[Point annotation data]
------------------------------------
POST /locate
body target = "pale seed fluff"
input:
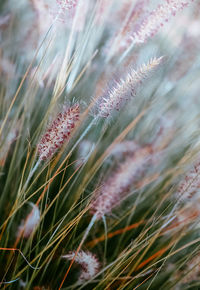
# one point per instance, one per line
(155, 20)
(190, 186)
(125, 88)
(89, 264)
(58, 132)
(119, 183)
(28, 225)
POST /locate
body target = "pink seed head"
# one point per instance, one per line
(156, 19)
(190, 185)
(126, 88)
(89, 264)
(29, 224)
(58, 132)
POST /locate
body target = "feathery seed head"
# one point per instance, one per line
(59, 131)
(125, 88)
(190, 185)
(29, 224)
(155, 20)
(89, 264)
(118, 185)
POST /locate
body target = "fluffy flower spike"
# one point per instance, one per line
------------------------------------
**Short task**
Can you repeat all of the data above word for word, leaving the pictures out of your answer?

**Complete answer**
POST /locate
body target = "pale seed fluff"
input:
# one point per instance, one per line
(155, 20)
(190, 186)
(125, 88)
(89, 264)
(58, 132)
(119, 183)
(28, 225)
POST /locate
body target = "pink seed head"
# one point per instance, one per line
(156, 19)
(190, 185)
(126, 88)
(89, 264)
(29, 224)
(58, 132)
POST /locate
body target = "feathery seed head"
# one point per instance, one per line
(59, 131)
(125, 88)
(190, 185)
(29, 224)
(155, 20)
(89, 264)
(118, 185)
POST /locate
body target = "fluffy flower spike"
# one point per instance, one per line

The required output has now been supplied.